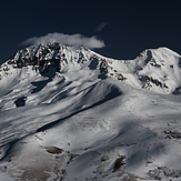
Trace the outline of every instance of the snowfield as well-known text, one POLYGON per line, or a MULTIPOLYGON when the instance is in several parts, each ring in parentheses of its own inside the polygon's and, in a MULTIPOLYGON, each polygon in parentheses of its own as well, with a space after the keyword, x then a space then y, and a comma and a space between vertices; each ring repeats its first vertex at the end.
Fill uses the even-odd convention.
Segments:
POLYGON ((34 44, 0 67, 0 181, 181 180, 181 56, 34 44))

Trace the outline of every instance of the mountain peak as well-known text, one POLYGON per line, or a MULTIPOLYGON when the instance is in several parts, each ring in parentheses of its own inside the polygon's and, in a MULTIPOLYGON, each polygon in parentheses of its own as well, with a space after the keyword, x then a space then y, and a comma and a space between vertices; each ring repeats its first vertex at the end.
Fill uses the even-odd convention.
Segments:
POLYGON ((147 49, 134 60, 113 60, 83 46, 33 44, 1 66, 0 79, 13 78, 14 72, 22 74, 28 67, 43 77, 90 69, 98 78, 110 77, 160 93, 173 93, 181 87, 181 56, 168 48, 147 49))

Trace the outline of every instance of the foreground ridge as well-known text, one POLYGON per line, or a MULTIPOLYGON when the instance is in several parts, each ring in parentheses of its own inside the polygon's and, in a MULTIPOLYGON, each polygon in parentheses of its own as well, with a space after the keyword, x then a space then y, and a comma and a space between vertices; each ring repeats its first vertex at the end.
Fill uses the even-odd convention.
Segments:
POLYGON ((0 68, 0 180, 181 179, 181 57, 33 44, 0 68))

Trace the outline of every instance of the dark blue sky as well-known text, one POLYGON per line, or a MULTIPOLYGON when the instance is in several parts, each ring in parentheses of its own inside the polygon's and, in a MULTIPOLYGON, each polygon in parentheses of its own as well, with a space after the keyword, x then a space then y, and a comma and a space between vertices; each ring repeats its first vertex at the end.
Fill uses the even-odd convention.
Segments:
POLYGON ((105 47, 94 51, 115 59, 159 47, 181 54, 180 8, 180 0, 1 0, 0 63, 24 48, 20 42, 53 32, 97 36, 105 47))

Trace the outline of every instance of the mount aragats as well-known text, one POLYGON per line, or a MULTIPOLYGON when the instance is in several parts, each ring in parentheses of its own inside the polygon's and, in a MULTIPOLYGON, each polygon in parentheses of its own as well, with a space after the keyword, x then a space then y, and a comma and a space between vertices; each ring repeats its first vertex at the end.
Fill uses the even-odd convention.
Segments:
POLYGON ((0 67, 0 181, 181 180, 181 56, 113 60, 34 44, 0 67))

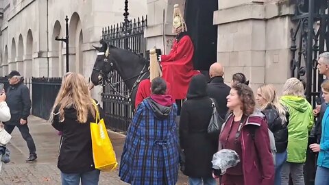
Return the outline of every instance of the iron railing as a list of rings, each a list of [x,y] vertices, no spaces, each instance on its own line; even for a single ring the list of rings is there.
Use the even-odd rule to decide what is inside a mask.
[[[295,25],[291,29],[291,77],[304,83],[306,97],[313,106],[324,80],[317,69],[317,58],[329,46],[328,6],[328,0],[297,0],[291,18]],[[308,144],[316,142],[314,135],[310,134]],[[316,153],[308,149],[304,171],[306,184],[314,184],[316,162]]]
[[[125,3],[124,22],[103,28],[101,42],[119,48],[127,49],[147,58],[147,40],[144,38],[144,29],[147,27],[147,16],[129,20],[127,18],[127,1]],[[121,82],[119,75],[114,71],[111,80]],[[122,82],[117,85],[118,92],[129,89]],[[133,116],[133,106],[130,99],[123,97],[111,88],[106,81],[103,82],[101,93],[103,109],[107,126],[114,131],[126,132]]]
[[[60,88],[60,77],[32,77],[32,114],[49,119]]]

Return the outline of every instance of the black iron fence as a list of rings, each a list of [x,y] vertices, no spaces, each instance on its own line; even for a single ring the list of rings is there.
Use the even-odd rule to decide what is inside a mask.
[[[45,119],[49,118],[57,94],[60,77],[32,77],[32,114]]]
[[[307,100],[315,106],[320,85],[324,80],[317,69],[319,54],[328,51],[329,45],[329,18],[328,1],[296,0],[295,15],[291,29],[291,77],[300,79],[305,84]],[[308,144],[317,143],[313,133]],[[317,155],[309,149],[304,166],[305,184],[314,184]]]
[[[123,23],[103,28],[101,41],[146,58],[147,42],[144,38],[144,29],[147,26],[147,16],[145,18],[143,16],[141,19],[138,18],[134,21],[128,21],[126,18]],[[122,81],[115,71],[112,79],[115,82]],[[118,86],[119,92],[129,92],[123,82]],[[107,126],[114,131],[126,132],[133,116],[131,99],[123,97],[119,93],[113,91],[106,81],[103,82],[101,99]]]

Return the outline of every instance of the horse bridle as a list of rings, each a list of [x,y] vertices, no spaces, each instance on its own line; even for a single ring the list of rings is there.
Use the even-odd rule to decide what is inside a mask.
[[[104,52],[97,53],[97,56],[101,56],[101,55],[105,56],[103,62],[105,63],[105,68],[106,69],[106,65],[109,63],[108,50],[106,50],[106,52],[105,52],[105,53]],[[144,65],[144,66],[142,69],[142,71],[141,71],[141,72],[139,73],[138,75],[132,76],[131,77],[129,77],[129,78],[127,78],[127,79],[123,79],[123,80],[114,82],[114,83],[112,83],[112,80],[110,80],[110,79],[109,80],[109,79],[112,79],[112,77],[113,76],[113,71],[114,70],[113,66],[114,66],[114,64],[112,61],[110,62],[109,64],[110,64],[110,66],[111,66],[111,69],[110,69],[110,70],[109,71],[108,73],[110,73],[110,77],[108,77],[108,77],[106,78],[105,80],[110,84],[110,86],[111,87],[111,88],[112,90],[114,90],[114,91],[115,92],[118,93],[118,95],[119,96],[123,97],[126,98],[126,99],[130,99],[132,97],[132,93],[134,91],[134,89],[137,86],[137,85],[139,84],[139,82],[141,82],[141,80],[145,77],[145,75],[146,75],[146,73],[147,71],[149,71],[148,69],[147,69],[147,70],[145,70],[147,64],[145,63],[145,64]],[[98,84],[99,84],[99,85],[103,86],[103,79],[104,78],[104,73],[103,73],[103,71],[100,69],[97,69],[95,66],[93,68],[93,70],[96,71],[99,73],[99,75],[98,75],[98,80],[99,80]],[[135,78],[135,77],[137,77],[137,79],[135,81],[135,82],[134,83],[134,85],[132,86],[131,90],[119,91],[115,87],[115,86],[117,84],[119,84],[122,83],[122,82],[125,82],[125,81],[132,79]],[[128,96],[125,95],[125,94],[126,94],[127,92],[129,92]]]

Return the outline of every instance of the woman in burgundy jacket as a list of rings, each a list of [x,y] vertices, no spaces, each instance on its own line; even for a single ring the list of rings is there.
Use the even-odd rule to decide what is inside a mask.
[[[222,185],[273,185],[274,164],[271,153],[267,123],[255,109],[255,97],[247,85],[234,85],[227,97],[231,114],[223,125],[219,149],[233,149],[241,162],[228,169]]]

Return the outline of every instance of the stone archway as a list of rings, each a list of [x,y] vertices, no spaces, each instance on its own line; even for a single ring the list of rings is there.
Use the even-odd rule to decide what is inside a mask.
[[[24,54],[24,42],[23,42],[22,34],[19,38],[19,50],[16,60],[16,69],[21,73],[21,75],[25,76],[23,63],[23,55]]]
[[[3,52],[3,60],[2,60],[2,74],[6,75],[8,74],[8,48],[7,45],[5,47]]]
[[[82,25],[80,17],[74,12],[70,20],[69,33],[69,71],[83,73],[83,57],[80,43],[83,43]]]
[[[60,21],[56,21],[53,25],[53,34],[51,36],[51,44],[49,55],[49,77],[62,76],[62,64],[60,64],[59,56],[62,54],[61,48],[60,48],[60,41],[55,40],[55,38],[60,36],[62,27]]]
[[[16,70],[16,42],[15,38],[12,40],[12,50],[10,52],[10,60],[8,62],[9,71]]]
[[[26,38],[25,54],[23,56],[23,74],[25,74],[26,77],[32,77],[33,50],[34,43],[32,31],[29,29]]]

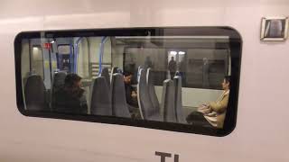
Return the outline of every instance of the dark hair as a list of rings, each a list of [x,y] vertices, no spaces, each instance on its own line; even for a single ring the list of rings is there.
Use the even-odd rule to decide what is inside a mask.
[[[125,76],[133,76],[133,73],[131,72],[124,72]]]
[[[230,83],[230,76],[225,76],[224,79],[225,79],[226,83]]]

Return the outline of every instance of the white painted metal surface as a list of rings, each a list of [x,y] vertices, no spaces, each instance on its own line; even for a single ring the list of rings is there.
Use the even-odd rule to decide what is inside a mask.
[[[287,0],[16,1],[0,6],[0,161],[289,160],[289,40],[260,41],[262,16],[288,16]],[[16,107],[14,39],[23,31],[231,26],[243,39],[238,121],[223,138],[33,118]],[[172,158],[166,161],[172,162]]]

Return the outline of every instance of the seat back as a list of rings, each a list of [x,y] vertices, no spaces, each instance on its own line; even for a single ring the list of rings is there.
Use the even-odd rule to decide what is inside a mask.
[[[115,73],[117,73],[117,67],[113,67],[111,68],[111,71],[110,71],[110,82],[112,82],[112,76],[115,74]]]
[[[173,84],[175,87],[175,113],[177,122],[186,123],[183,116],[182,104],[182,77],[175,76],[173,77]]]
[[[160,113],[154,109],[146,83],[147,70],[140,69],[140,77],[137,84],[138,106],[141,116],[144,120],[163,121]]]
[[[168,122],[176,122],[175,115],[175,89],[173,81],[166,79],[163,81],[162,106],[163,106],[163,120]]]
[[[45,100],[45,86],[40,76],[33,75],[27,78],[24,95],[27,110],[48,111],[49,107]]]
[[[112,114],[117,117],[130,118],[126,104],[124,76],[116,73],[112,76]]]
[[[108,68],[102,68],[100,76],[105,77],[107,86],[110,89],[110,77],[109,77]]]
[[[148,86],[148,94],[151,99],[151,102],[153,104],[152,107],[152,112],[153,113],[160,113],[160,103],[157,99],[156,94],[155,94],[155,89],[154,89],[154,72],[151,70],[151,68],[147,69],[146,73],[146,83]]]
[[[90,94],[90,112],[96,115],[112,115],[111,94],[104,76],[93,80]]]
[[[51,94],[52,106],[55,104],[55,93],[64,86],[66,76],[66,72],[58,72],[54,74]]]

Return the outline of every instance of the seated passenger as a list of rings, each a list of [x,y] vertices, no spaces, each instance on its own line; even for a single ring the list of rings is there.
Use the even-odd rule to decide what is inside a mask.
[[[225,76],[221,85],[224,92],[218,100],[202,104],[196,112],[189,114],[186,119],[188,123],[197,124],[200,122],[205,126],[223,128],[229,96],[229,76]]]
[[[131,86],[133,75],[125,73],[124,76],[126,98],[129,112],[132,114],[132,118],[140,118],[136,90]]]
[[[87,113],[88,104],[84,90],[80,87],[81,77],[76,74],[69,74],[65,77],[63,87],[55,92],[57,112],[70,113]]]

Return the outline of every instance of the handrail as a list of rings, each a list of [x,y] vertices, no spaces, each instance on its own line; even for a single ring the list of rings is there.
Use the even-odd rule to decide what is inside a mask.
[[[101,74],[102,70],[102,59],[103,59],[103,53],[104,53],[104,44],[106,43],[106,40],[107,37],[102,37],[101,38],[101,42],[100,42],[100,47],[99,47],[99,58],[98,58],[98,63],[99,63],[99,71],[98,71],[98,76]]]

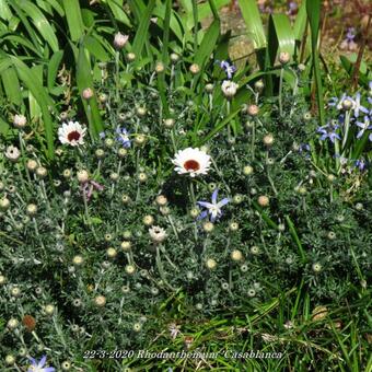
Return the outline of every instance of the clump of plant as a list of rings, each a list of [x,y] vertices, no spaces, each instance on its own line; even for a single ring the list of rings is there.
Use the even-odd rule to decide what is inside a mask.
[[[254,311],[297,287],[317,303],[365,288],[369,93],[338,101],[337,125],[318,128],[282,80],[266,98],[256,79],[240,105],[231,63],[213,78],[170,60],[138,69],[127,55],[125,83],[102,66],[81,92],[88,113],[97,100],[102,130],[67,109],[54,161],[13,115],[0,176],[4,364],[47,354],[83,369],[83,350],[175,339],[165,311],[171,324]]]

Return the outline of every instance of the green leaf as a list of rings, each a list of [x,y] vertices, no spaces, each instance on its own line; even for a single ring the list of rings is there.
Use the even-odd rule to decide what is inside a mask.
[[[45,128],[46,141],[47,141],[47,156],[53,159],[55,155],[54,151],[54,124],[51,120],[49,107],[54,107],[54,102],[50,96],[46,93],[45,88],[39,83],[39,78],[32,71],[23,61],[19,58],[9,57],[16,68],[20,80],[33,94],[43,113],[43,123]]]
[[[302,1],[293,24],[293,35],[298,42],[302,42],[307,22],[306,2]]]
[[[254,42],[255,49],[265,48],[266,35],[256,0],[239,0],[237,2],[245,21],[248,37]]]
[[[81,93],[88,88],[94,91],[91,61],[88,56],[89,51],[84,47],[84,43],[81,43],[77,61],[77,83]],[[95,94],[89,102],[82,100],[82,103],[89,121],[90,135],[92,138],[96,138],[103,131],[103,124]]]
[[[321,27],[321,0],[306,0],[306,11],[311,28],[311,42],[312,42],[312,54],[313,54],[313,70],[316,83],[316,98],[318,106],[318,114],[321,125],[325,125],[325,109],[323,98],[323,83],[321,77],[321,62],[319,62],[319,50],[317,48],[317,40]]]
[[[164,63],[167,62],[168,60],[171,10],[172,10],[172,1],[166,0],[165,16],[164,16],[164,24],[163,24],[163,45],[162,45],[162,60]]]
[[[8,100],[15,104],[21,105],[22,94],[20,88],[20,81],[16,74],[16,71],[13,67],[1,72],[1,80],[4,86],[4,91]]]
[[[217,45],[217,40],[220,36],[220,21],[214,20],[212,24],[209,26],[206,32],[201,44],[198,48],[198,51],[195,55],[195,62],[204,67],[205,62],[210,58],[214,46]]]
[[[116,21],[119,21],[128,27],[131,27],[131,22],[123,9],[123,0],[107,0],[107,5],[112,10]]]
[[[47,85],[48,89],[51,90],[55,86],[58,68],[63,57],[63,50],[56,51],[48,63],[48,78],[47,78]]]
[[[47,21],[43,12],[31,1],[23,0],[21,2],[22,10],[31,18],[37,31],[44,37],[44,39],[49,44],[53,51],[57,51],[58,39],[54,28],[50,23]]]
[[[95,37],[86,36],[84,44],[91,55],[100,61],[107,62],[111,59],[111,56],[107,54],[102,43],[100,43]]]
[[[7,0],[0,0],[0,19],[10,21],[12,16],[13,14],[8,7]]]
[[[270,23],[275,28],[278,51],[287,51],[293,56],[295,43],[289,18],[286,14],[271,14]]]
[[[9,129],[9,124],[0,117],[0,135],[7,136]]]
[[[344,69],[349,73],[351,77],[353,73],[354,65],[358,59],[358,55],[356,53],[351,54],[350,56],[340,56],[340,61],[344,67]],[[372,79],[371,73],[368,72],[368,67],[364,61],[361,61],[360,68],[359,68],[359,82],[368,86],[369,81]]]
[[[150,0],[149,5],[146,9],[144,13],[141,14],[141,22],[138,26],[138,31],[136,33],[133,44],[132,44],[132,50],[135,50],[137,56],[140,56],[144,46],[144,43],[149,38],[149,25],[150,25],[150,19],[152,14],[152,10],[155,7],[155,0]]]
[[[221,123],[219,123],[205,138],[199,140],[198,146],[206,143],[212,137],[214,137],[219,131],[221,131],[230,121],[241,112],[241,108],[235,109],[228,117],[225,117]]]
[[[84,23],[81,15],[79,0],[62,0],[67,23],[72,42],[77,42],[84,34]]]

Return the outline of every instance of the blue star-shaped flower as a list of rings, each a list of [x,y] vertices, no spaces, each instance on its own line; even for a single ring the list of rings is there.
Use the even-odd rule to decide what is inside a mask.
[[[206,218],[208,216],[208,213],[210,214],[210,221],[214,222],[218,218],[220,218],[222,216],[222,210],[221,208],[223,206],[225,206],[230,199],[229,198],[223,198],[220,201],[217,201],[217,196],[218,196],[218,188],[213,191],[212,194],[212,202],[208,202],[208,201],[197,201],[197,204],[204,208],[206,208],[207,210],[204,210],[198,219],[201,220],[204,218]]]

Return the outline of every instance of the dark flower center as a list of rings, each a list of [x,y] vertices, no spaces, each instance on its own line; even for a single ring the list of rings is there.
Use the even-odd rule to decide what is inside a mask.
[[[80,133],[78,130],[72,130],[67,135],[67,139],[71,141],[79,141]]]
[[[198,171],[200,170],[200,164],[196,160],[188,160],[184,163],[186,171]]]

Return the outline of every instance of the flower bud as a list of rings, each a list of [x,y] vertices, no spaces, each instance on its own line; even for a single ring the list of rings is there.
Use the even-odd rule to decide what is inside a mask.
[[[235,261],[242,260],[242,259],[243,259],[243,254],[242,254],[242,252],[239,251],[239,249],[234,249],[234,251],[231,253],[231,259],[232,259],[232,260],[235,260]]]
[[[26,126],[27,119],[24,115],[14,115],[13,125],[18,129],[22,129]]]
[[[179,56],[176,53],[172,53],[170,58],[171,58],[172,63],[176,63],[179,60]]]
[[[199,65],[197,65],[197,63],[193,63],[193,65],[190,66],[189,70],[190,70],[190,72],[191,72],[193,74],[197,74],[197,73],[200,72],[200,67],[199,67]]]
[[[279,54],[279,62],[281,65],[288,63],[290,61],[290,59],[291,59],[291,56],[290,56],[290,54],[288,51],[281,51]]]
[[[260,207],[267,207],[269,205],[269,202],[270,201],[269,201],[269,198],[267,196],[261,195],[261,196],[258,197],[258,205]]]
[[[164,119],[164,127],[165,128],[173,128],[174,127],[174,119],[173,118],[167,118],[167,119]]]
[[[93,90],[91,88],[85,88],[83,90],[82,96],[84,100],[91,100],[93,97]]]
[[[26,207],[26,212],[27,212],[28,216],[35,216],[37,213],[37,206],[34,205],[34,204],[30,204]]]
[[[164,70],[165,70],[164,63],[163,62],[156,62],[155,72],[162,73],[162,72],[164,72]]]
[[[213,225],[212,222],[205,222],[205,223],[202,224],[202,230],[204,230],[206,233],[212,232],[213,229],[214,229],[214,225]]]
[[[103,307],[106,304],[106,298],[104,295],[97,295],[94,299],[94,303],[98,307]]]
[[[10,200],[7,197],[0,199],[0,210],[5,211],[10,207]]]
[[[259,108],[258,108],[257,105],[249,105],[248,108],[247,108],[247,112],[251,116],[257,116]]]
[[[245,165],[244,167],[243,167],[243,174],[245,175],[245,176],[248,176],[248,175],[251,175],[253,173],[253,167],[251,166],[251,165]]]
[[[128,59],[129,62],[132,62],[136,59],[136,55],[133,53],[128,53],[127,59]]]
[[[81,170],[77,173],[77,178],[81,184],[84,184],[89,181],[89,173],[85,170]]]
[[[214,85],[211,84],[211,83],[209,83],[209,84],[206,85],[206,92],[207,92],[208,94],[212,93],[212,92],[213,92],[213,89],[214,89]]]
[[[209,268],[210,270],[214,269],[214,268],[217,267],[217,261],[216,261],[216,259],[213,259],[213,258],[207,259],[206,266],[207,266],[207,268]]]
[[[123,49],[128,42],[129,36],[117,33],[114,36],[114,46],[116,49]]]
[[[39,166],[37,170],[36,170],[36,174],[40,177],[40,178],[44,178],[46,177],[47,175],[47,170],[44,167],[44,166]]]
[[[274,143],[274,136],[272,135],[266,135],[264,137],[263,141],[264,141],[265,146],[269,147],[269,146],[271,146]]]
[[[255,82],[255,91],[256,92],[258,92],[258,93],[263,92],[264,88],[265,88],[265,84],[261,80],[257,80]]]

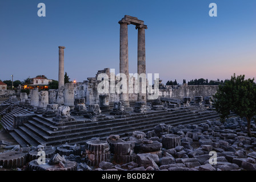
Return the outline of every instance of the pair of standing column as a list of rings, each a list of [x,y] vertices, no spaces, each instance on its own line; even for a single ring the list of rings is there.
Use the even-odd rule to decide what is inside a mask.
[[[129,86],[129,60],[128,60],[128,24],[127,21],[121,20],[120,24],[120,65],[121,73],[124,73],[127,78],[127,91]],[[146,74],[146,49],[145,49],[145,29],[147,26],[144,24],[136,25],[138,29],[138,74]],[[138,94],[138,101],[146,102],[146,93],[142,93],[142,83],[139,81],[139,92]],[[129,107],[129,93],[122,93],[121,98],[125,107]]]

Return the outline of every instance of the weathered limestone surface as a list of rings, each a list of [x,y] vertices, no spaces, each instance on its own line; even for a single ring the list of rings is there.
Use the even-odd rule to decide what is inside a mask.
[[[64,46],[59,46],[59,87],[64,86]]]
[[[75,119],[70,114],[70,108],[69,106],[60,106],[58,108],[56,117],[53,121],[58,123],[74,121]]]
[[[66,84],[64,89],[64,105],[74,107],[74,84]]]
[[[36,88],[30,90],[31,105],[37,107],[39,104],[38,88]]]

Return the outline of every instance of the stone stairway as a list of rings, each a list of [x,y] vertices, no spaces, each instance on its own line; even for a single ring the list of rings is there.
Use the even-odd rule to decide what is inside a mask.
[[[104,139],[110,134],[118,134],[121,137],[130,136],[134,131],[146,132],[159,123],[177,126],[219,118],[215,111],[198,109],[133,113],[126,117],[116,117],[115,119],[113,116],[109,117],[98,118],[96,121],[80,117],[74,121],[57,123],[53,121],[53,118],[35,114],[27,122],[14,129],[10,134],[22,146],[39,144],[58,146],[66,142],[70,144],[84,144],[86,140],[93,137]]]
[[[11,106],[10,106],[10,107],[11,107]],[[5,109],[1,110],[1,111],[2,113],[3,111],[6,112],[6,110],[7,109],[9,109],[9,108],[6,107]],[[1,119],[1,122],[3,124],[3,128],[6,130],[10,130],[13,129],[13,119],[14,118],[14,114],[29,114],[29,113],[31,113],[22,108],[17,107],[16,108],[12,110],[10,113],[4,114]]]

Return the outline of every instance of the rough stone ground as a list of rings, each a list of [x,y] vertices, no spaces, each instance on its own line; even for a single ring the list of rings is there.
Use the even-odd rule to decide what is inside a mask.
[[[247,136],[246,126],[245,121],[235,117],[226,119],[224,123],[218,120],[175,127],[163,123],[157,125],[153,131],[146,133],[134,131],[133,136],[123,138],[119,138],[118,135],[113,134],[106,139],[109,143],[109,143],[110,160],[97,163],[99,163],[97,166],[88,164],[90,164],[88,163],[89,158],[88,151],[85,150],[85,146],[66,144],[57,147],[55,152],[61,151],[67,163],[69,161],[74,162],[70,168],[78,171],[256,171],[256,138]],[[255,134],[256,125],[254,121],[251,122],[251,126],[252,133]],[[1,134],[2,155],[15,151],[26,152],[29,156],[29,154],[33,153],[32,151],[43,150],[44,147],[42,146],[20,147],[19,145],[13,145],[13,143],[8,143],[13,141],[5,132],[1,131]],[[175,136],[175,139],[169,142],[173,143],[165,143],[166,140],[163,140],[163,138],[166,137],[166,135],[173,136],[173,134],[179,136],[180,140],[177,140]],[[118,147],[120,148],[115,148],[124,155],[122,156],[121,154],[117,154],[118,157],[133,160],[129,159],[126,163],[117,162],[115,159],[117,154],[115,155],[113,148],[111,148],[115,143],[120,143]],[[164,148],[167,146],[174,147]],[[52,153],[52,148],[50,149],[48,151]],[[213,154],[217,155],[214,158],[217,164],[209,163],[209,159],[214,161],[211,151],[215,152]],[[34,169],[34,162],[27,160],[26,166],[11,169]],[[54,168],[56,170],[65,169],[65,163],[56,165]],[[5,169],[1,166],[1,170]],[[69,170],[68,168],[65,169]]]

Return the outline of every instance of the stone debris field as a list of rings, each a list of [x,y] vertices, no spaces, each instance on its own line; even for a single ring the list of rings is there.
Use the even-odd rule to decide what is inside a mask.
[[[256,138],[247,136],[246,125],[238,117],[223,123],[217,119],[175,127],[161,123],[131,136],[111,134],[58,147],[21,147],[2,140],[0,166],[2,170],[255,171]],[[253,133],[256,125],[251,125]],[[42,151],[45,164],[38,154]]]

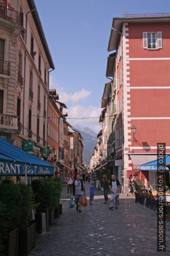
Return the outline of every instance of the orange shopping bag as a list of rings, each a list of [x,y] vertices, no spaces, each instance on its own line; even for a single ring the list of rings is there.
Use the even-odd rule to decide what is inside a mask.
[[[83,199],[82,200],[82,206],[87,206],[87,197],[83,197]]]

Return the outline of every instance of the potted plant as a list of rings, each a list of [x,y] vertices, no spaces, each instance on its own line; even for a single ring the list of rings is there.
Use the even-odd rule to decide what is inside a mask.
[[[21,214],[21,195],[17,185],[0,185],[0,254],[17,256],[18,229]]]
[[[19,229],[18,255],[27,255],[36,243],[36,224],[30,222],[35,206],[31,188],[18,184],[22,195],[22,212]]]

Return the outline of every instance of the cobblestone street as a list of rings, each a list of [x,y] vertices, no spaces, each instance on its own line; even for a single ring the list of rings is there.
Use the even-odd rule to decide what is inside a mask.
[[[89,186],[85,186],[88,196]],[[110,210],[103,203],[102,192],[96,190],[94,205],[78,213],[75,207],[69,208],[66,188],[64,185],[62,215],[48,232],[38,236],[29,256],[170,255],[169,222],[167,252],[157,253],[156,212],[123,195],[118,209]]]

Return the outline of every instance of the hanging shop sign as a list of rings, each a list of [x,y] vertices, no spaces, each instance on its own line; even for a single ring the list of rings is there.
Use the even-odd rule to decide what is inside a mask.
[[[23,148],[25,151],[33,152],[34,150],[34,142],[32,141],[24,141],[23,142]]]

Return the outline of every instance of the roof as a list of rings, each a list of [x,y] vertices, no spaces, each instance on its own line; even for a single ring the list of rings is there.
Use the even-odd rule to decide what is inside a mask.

(Objective): Copy the listing above word for word, everything from the line containing "Return the outline of every instance of the stone archway" down to the line containing "[[[230,83],[230,76],[225,76],[224,79],[225,79],[226,83]]]", with both of those lines included. Leave the pictures out of your copy.

(Finished task):
Return the outline of every instance of the stone archway as a list of rings, each a list of [x,y] vertices, no spaces, each instance on its own line; even for a single ring the list of rings is there.
Use the even-odd rule to decide what is inside a mask.
[[[24,54],[24,42],[23,42],[22,34],[19,38],[19,50],[16,60],[16,69],[21,73],[21,75],[25,76],[23,63],[23,55]]]
[[[3,52],[3,60],[2,60],[2,74],[6,75],[8,74],[8,48],[7,45],[5,47]]]
[[[82,25],[80,17],[74,12],[70,20],[69,33],[69,71],[83,73],[83,57],[80,43],[83,43]]]
[[[60,21],[56,21],[53,25],[53,34],[51,36],[51,44],[49,55],[49,77],[62,76],[62,64],[60,64],[59,56],[62,54],[61,48],[60,48],[60,41],[55,40],[55,38],[60,36],[62,27]]]
[[[16,70],[16,42],[15,38],[12,40],[12,50],[10,52],[10,60],[8,62],[9,71]]]
[[[26,38],[25,54],[23,56],[23,74],[25,74],[26,77],[32,77],[33,50],[34,43],[32,31],[29,29]]]

Return the outline of every instance of the dark hair as a list of rings, each a list of [x,y] vertices, no spaces, each instance on its own line; even for a single ring the list of rings is there.
Use the even-odd rule to decide what is inside a mask.
[[[125,76],[133,76],[133,73],[131,72],[124,72]]]
[[[230,83],[230,76],[225,76],[224,79],[225,79],[226,83]]]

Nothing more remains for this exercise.